All lines from the entries below that contain the string "point" should be copied out.
--- Task data Enclosed Below ---
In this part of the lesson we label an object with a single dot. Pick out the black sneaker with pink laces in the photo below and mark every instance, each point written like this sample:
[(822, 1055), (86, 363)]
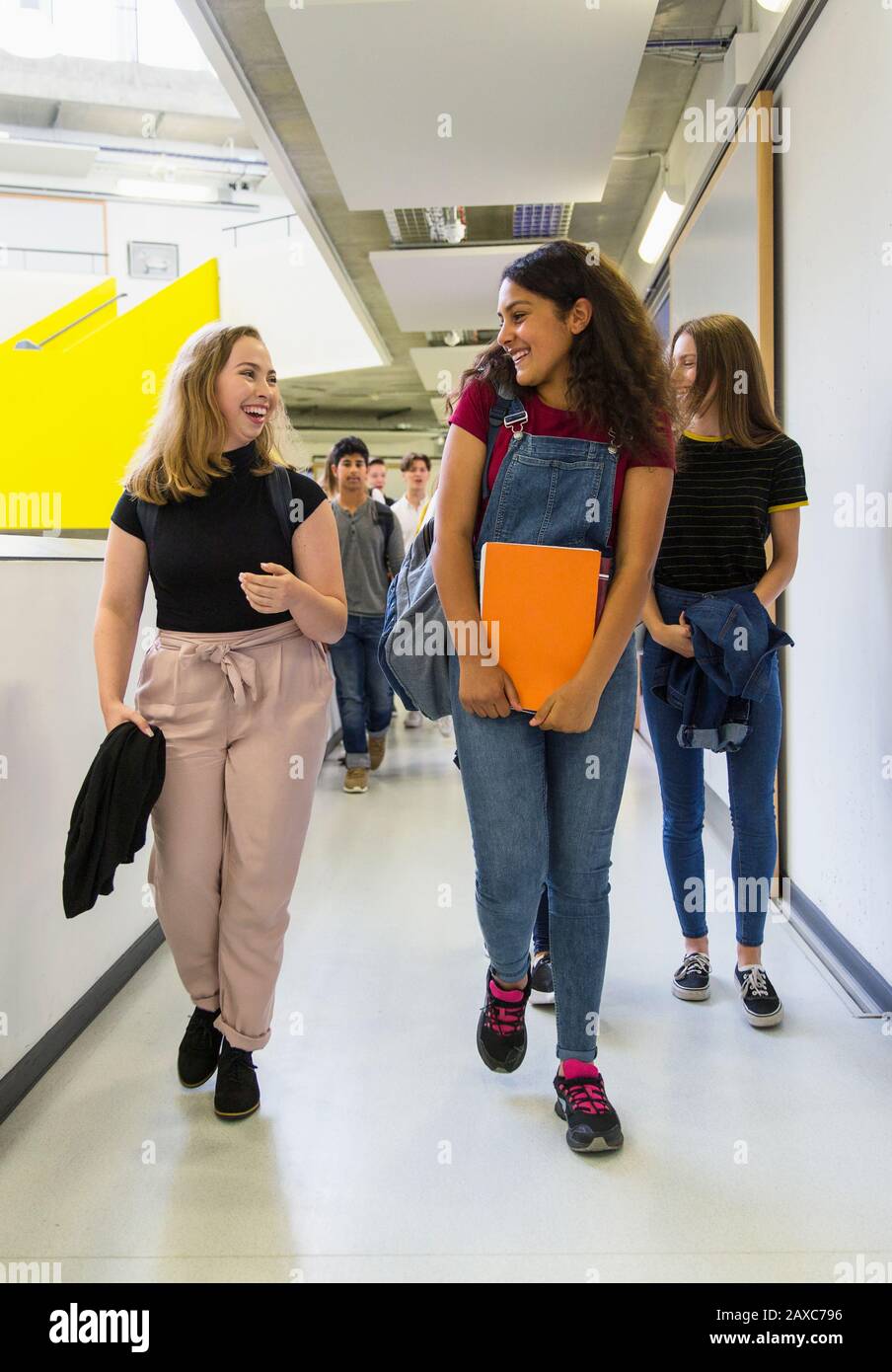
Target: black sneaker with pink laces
[(501, 1030), (592, 1122)]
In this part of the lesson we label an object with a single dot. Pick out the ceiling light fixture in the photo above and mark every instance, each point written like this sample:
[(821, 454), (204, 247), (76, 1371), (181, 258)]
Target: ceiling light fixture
[(168, 191)]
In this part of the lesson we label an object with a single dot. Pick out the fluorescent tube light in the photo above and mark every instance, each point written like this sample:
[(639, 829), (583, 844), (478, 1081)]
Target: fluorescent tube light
[(656, 235), (166, 190)]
--- End of Enclosed Task data ---
### Exercise output
In this part of the lesson we label an object with a single dot. Pick out the black sneaker with pink laces in the photo below and mark every instance, each point written like this sample:
In this part of the lesson we label an object with a single dot. Pick out the ceiling light fixture in the photo above and mark every instance, each point written like this sample:
In this part of the lesson we label an object with a single dot. Pick out the fluorescent tube light in the photo above and mark every instance, each point written like this sample:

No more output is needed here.